Das Bundesverwaltungsgericht hat durch den Richter Mag. Harald WÖGERBAUER als Einzelrichter über die Beschwerde von XXXX, geb. XXXX1989, StA. Afghanistan, vertreten durch Verein Menschenrechte Österreich, gegen den Bescheid des Bundesamtes für Fremdenwesen und Asyl vom 06.06.2018, Zl. XXXX, beschlossen:

A)

Der Beschwerde wird gemäß § 18 Abs. 5 BFA-VG die aufschiebende Wirkung zuerkannt.

B)

Die Revision ist gemäß Art. 133 Abs. 4 B-VG nicht zulässig.

Text

ENTSCHEIDUNGSGRÜNDE:

I. Verfahrensgang:

Mit Bescheid des Bundesamtes für Fremdenwesen und Asyl wurde der Antrag des Beschwerdeführers auf internationalen Schutz gemäß § 3 Abs. 1 iVm § 2 Abs. 1 Z 13 AsylG bezüglich der Zuerkennung des Status des Asylberechtigten (Spruchpunkt I.) und gemäß § 8 Abs. 1 iVm § 2 Abs. 1 Z 13 AsylG bezüglich der Zuerkennung des Status des subsidiär Schutzberechtigten in Bezug auf den Herkunftsstaat Afghanistan (Spruchpunkt II.) abgewiesen. Gemäß §§ 57 AsylG wurde ein Aufenthaltstitel aus berücksichtigungswürdigen Gründen nicht erteilt und gemäß § 10 Abs. 1 Z 3 AsylG iVm § 9 BFA-VG gegen den Beschwerdeführer eine Rückkehrentscheidung gemäß § 52 Abs. 2 Z 2 FPG erlassen, wobei gemäß § 52 Abs. 9 FPG festgestellt wurde, dass die Abschiebung des Beschwerdeführers gemäß § 46 FPG nach Afghanistan zulässig sei (Spruchpunkt III-V.). Gemäß § 55 Abs 1a FPG bestehe keine Frist für die freiwillige Ausreise (Spruchpunkt VI). Gemäß § 13 Ansatz 2 Z 1 Asylgesetz wurde das Recht des Beschwerdeführers auf Aufenthalt im Bundesgebiet ab 18.10.2016 aberkannt. Gleichzeitig wurde der Beschwerde gegen die Rückkehrentscheidung gemäß § 18 Abs. 1 Z 6 BFA-VG die aufschiebende Wirkung aberkannt (Spruchpunkt VII.). Gemäß §53 Abs. 1 FPG wurde gegen den Beschwerdeführer ein auf die Dauer von 3 Jahren befristetes Einreiseverbot erlassen (VIII.).

Gegen diesen Bescheid erhob der vom Beschwerdeführer bevollmächtigte Vertreter mit Schriftsatz vom 03.07.2018 fristgerecht Beschwerde, in der auch ein Antrag auf Zuerkennung der aufschiebenden Wirkung gestellt wurde.

II. Das Bundesverwaltungsgericht hat erwogen:

1. Feststellungen

Der Beschwerdeführer hat eine Komplettläsion der Nerven und somit eine Parese der rechten obere Extremität in Form einer Krallenhand bzw. Fallhand erlitten. Operative Maßnahmen zur Behebung der Parese sind aussichtslos.

_Gespeicherte Einträge:_
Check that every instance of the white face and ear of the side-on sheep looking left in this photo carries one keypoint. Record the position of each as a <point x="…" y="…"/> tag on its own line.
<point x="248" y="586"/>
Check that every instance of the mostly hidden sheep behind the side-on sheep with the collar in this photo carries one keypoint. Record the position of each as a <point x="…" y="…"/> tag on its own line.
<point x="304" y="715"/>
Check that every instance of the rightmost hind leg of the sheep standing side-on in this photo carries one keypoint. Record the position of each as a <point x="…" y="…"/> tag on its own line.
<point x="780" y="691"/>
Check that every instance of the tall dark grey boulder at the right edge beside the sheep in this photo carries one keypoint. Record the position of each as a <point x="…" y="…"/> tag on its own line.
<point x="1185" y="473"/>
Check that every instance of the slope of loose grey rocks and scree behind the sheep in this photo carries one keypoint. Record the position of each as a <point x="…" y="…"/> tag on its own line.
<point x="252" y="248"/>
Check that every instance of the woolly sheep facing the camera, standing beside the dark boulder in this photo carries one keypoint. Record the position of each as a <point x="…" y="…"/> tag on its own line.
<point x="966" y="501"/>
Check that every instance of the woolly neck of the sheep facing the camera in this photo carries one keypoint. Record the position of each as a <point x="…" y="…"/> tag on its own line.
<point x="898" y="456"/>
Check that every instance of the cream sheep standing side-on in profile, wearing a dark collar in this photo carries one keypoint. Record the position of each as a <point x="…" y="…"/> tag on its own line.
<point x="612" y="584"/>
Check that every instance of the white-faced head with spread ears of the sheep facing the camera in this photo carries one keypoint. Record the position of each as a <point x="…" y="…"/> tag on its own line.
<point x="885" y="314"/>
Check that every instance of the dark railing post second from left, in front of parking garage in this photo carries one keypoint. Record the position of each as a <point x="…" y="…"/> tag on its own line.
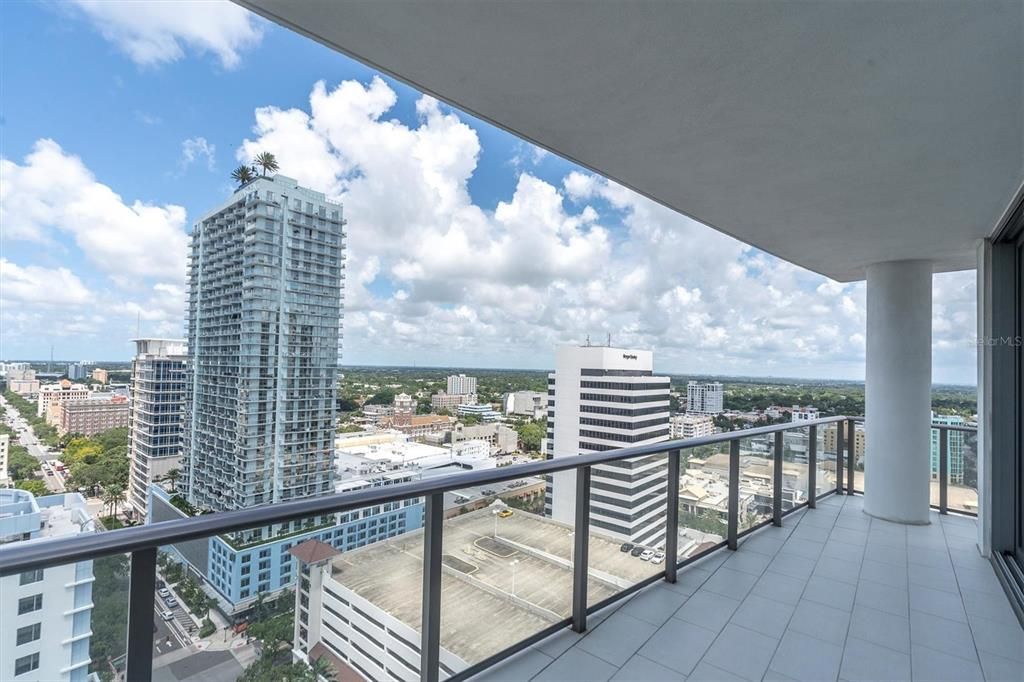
<point x="431" y="641"/>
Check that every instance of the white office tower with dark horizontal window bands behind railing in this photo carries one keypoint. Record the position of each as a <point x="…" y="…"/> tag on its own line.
<point x="604" y="399"/>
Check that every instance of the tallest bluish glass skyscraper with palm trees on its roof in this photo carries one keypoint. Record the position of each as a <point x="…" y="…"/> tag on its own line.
<point x="265" y="318"/>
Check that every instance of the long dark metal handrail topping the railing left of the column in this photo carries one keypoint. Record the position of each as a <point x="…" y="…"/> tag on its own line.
<point x="45" y="553"/>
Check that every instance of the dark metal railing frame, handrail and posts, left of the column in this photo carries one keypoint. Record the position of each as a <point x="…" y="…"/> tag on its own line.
<point x="143" y="543"/>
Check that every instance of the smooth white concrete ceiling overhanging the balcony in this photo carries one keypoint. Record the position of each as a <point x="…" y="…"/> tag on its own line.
<point x="833" y="135"/>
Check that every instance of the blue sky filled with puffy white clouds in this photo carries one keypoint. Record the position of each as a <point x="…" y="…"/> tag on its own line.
<point x="467" y="246"/>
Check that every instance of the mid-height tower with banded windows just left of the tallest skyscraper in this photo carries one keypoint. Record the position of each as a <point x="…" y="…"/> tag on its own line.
<point x="156" y="405"/>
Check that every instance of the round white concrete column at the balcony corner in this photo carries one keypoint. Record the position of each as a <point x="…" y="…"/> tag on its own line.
<point x="899" y="392"/>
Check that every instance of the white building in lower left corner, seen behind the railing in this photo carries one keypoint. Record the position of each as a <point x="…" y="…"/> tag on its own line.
<point x="47" y="613"/>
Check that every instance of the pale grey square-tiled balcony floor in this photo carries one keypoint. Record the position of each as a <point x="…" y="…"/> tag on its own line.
<point x="833" y="595"/>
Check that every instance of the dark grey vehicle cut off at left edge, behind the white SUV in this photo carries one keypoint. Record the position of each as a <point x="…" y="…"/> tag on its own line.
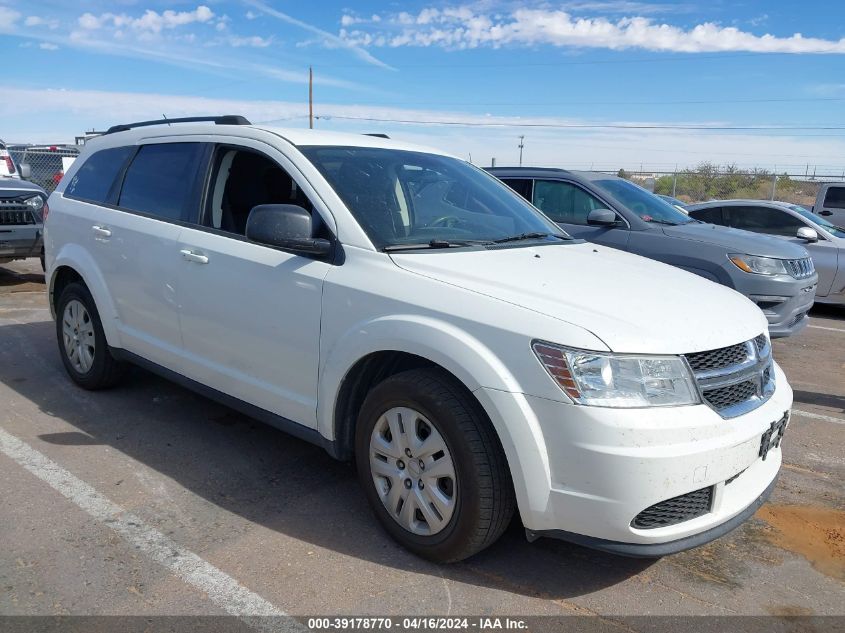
<point x="23" y="206"/>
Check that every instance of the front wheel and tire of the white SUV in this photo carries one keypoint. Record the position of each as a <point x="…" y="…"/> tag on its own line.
<point x="432" y="467"/>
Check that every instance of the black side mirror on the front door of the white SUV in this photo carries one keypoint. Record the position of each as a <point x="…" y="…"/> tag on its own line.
<point x="287" y="227"/>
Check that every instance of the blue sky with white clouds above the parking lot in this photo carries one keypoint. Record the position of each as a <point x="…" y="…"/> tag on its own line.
<point x="587" y="82"/>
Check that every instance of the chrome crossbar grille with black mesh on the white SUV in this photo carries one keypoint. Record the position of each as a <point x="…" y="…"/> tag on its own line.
<point x="735" y="379"/>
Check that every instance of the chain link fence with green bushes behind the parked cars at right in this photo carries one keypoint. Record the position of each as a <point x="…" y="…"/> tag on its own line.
<point x="712" y="182"/>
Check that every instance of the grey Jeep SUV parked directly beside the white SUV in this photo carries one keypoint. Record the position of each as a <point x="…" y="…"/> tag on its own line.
<point x="779" y="277"/>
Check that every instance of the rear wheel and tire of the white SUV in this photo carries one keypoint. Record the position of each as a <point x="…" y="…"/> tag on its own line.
<point x="82" y="343"/>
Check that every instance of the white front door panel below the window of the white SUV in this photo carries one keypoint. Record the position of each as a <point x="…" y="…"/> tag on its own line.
<point x="251" y="321"/>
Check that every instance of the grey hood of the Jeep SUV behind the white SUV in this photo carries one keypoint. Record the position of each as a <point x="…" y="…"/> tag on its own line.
<point x="736" y="240"/>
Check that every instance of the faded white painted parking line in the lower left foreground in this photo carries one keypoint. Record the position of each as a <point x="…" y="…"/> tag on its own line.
<point x="223" y="590"/>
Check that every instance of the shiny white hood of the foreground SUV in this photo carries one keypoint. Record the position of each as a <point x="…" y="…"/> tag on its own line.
<point x="633" y="304"/>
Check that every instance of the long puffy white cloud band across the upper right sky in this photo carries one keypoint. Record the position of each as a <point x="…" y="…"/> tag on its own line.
<point x="465" y="27"/>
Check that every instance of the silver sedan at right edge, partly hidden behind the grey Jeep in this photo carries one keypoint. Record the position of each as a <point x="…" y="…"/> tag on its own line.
<point x="791" y="222"/>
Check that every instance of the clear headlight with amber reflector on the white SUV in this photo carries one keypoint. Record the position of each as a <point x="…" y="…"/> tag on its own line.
<point x="611" y="380"/>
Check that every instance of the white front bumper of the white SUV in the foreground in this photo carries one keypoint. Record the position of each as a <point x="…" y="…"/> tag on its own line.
<point x="595" y="469"/>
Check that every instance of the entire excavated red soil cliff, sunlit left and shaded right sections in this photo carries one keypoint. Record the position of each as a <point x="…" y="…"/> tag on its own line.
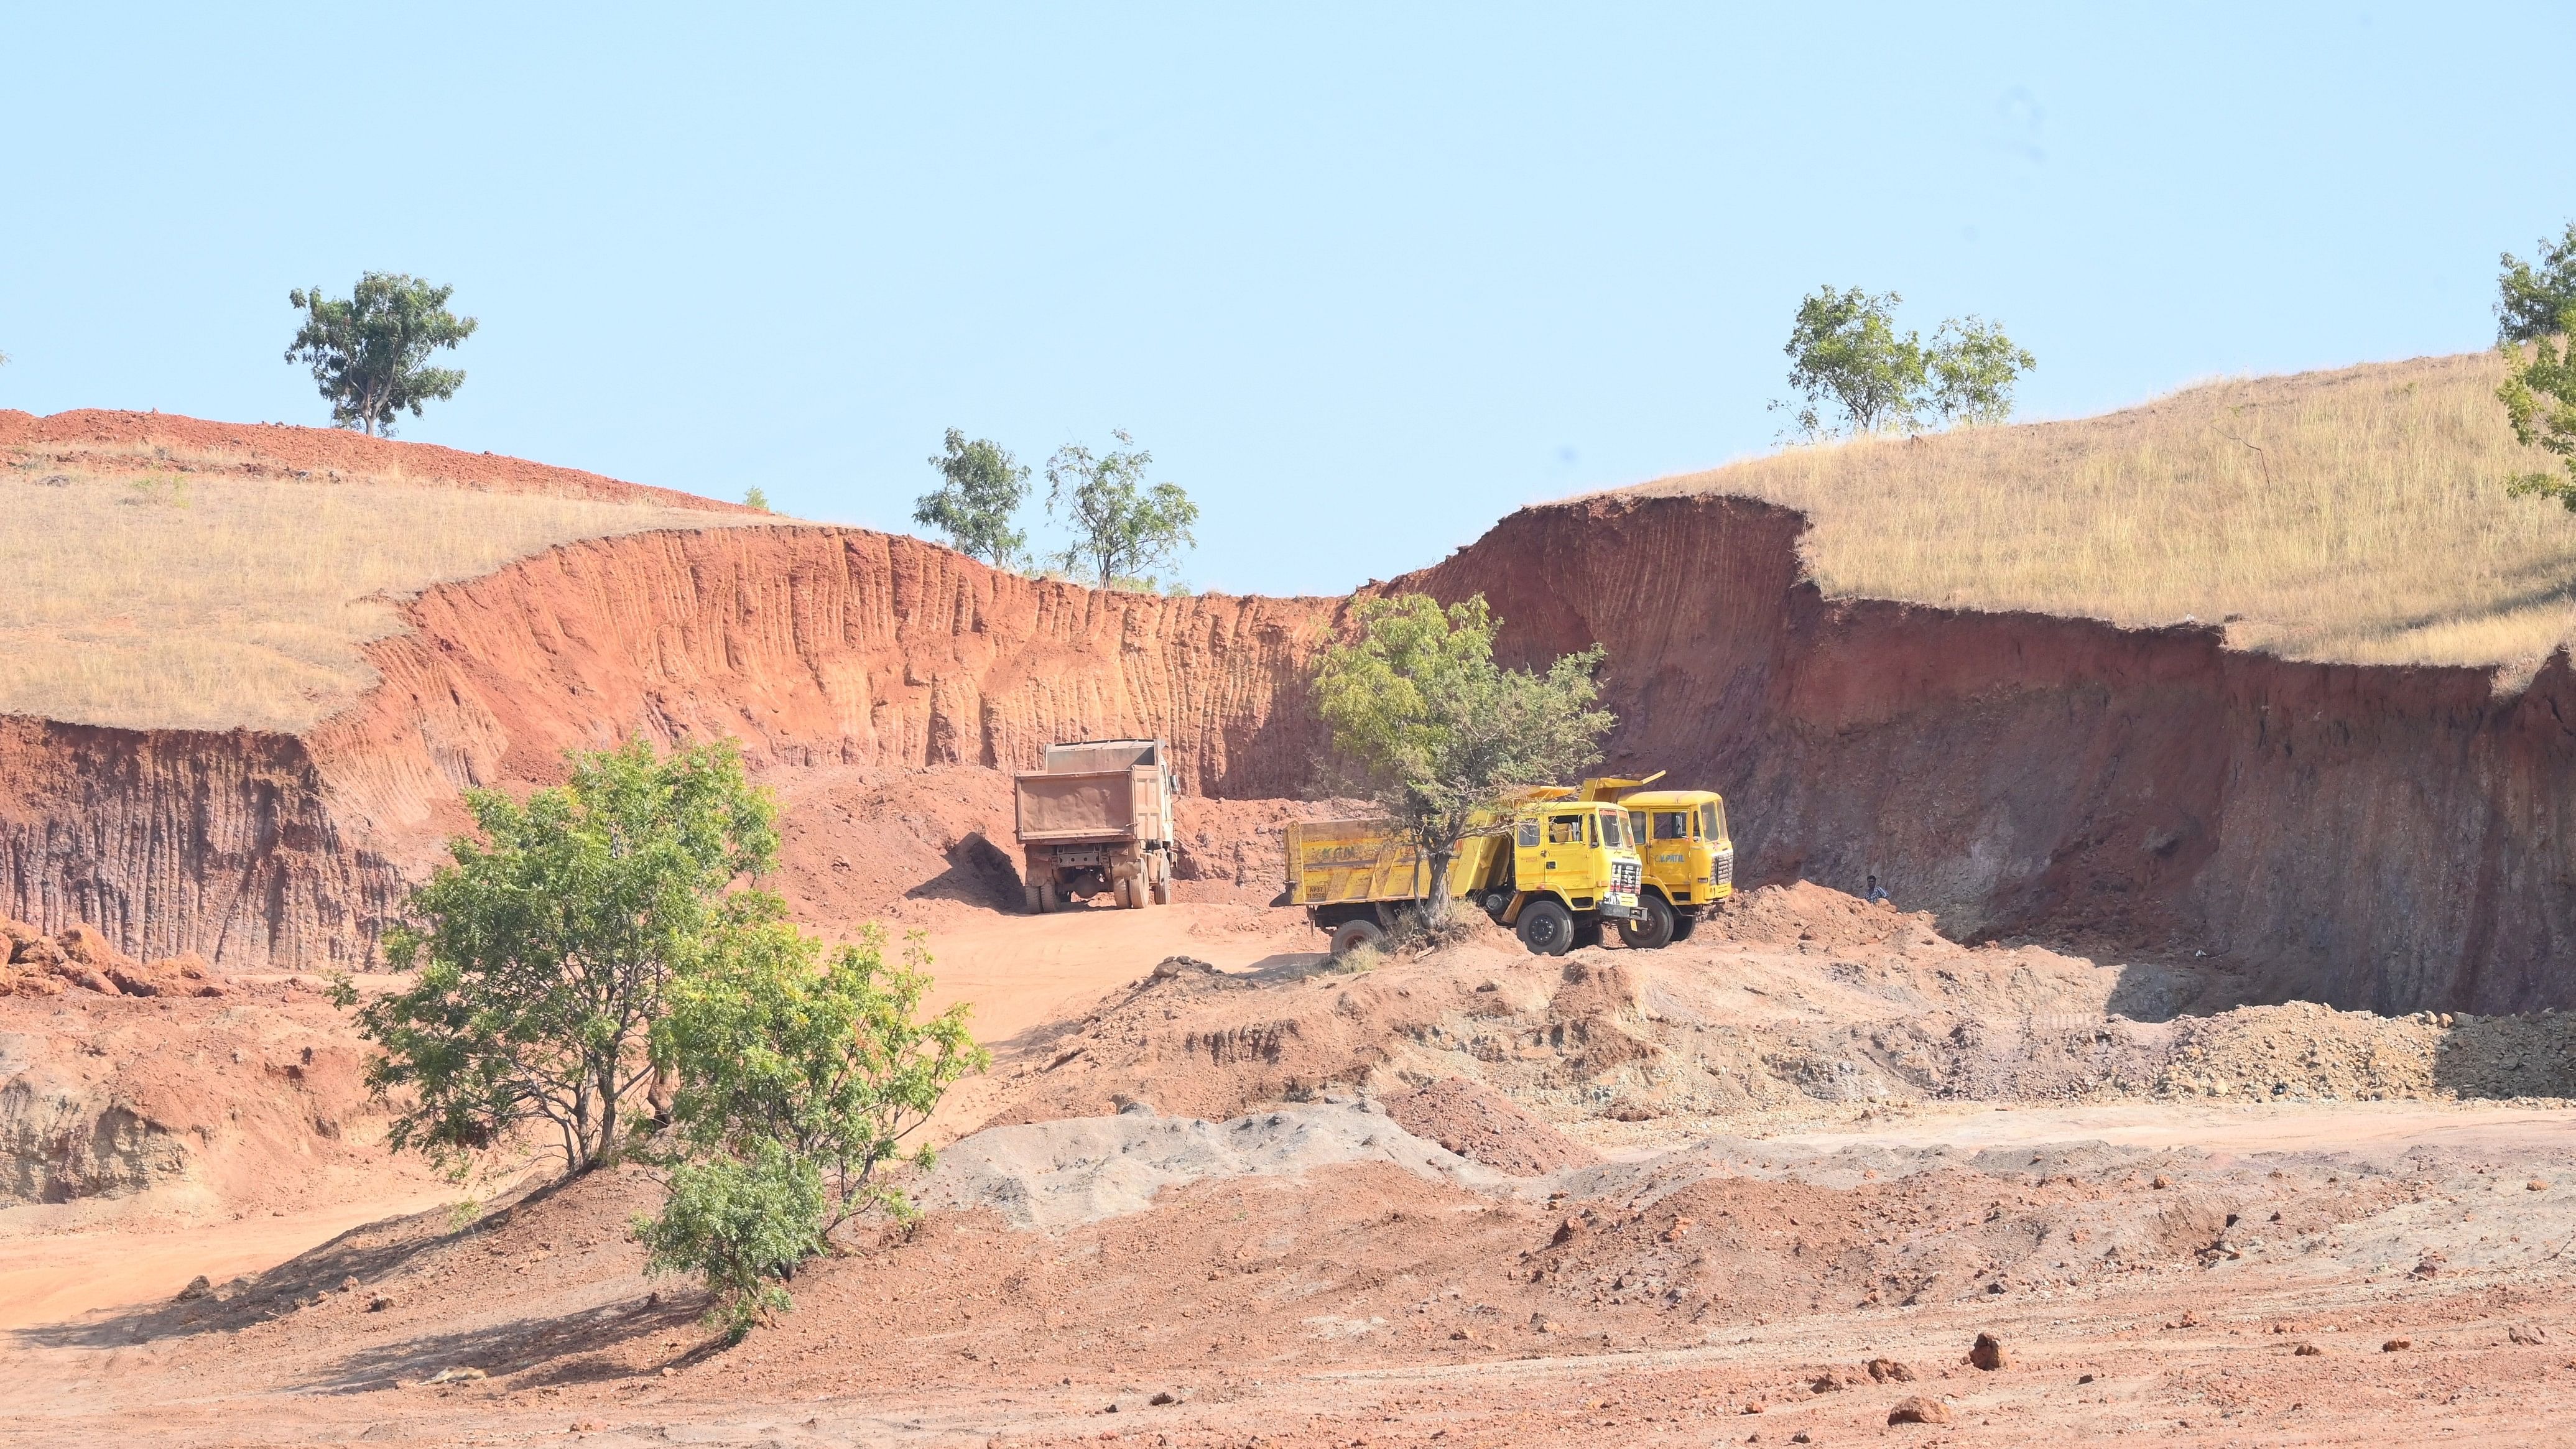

_Anforderung:_
Führen Sie den Auszug aus dem Beschluss des Bundesverwaltungsgerichts zur aufschiebenden Wirkung der Beschwerde im Anschluss an dessen letzten Satz weiter. Die Einträge sind hierfür ohne Belang.

_Ergebnis:_
Mehrere Befunde, die nach der Mitteilung der Unmöglichkeit der operativen Behebung der Parese datieren, weisen auf wiederkehrende depressive Episoden beim Beschwerdeführer hin.

Der Befund vom 17.06.2016 enthält einen Hinweis auf einen Metallfremdkörper in der Kopfhaut.

Der Beschwerdeführer hat die Medikamente Sertralin, Abilify, Deanxit, Olanzapin, Norgesic und Saroten in den im Akt befindlichen Befunden verschrieben bekommen.

Mehrere Befunde weisen auf einen erhöhten Betreuungsbedarf hin, ein Befund insbesondere bezüglich Kontrolle der Einnahme der Medikamente hinsichtlich der Regelmäßigkeit.

Ein neurologisches und ein berufskundliches Gutachten wurden nicht eingeholt.

2. Beweiswürdigung:

Die Feststellungen ergeben sich aus den Befunden im Verwaltungsakt.

Die fehlende Einholung von Gutachten ergibt sich ebenso aus dem Verfahrensakt.

3. Rechtliche Beurteilung:

Das Verfahren der Verwaltungsgerichte mit Ausnahme des Bundesfinanzgerichtes ist durch das Verwaltungsgerichtsverfahrensgesetz (VwGVG), BGBl. I 2013/33 idgF, geregelt (§ 1 leg.cit.). Gemäß § 58 Abs. 2 VwGVG bleiben entgegenstehende Bestimmungen, die zum Zeitpunkt des Inkrafttretens dieses Bundesgesetzes bereits kundgemacht wurden, in Kraft.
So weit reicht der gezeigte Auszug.